Records for this task:
· · · · ·

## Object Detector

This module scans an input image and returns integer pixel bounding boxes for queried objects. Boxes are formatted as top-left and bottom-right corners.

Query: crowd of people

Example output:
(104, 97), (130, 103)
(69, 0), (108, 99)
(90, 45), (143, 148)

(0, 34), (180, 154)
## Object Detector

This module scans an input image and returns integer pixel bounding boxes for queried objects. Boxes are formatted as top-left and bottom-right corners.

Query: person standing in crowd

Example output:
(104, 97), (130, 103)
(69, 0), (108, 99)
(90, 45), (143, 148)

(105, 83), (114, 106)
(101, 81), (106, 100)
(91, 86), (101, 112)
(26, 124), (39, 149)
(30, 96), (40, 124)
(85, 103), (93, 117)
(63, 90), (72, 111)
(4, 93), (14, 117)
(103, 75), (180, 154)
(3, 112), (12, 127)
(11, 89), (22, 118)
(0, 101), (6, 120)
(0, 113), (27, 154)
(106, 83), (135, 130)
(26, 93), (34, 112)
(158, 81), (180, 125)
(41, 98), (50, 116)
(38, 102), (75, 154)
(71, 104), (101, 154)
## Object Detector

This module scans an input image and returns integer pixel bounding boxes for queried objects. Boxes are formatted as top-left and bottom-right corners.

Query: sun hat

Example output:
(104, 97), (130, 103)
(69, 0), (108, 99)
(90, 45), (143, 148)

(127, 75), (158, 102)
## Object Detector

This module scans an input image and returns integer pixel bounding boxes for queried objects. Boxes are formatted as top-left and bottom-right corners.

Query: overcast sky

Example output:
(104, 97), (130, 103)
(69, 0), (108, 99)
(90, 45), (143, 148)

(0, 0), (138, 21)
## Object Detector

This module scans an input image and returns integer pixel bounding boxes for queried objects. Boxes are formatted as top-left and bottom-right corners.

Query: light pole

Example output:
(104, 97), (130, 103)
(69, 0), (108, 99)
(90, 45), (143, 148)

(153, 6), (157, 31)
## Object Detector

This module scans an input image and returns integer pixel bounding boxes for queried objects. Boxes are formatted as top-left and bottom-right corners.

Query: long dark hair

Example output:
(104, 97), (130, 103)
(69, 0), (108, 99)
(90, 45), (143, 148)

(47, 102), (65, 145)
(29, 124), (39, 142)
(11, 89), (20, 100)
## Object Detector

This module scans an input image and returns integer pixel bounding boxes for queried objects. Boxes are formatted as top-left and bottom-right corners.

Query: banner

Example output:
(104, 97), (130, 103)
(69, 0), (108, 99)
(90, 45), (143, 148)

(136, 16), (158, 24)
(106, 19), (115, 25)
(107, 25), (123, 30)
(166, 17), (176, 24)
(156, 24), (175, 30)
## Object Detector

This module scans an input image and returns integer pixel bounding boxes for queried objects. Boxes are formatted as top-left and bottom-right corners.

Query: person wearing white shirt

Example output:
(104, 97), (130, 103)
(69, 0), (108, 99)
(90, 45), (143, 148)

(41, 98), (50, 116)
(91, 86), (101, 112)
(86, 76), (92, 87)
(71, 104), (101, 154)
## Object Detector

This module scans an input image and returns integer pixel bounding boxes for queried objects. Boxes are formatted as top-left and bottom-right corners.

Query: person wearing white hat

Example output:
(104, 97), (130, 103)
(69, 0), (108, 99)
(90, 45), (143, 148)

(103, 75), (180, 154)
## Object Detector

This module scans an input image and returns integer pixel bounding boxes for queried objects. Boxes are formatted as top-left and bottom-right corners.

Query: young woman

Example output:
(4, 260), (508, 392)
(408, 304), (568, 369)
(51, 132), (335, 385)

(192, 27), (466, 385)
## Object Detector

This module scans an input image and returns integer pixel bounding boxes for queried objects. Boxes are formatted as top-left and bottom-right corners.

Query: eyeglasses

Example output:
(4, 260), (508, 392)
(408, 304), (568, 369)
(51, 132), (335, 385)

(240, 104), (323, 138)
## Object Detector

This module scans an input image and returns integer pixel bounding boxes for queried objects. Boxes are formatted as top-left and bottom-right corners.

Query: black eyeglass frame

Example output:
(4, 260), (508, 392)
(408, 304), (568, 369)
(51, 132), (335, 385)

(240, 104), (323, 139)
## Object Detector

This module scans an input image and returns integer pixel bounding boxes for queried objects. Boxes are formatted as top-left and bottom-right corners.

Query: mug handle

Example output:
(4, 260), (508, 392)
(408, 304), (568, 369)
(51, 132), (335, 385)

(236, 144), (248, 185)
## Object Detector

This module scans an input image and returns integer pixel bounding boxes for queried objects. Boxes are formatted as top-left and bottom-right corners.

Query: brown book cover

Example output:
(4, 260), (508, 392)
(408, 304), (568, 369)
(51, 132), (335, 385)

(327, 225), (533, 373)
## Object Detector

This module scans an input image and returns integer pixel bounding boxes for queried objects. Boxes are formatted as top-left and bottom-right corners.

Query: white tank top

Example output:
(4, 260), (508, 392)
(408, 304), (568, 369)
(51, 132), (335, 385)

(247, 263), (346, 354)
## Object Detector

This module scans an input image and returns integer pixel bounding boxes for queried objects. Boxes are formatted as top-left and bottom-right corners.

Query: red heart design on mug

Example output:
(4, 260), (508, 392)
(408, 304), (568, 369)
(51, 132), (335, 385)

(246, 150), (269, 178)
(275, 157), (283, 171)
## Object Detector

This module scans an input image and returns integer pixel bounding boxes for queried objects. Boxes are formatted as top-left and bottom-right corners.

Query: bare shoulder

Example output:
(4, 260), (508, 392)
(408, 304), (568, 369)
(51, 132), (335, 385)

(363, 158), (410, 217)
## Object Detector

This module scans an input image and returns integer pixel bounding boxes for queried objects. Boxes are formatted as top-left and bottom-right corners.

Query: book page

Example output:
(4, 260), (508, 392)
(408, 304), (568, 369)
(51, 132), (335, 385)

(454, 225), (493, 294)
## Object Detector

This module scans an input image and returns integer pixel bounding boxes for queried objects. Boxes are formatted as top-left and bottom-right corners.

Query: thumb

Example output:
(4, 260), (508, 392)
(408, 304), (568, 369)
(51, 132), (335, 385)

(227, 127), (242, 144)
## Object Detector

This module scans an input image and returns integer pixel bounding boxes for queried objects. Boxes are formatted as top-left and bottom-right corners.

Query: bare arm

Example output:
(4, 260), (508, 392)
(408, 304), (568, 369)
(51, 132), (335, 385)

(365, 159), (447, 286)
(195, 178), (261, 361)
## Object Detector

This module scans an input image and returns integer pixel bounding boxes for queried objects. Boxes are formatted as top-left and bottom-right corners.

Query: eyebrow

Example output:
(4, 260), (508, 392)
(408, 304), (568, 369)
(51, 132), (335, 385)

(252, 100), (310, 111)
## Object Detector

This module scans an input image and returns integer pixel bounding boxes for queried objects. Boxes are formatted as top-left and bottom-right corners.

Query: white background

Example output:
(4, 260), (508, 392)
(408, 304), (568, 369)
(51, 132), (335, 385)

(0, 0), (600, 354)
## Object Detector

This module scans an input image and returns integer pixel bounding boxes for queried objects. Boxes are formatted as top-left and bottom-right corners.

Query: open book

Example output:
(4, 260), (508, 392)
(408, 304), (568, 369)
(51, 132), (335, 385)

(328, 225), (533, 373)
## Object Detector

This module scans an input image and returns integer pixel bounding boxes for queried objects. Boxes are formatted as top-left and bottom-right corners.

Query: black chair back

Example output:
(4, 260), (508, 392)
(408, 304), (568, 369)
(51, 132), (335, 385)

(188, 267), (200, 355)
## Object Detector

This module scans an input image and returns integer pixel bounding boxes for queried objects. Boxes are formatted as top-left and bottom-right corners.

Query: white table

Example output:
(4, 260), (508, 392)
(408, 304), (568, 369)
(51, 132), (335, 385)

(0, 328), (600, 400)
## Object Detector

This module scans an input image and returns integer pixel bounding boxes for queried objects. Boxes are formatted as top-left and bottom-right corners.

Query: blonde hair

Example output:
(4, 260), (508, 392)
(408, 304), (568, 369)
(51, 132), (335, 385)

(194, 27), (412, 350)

· · · · ·

Your goal:
Reproduce, word for word, the stretch of the material from its very first line through the line that contains "(0, 0), (138, 21)", with both of those lines included.

The result:
## Object Detector

This module scans an input image and returns integer pixel bounding boxes for queried objects. Boxes are formatted as top-left and bottom-right corners.

Query: crowd of people

Example output:
(104, 97), (130, 103)
(69, 0), (108, 99)
(90, 45), (143, 148)

(0, 34), (180, 154)
## Object Detector

This module scans an input image and returns integer pixel bounding boxes for queried objects. Boxes are formatted as top-left and bottom-right corners.

Query: person standing in crowd

Example output:
(104, 97), (130, 103)
(69, 0), (108, 99)
(90, 45), (143, 148)

(105, 83), (114, 106)
(101, 81), (106, 100)
(91, 86), (101, 112)
(26, 124), (39, 149)
(30, 96), (40, 124)
(85, 103), (93, 117)
(63, 90), (72, 111)
(4, 93), (14, 117)
(103, 75), (180, 154)
(3, 112), (12, 127)
(11, 89), (22, 118)
(0, 101), (6, 120)
(0, 113), (27, 154)
(106, 83), (135, 130)
(26, 93), (34, 112)
(158, 81), (180, 125)
(41, 98), (50, 116)
(38, 102), (75, 154)
(71, 104), (101, 154)
## Object Detector

This module scans an input image and returns integer pixel bounding boxes for queried objects. Boxes are formatted as top-left and bottom-right corners.

Query: sun hat

Example output:
(104, 97), (130, 103)
(69, 0), (108, 99)
(90, 45), (143, 148)

(127, 75), (158, 102)
## Object Detector

This module scans an input image and returns integer pixel bounding boxes for queried objects. Boxes are formatted as top-left and bottom-right corners.

Query: overcast sky

Example output:
(104, 97), (130, 103)
(69, 0), (108, 99)
(90, 45), (143, 148)

(0, 0), (138, 21)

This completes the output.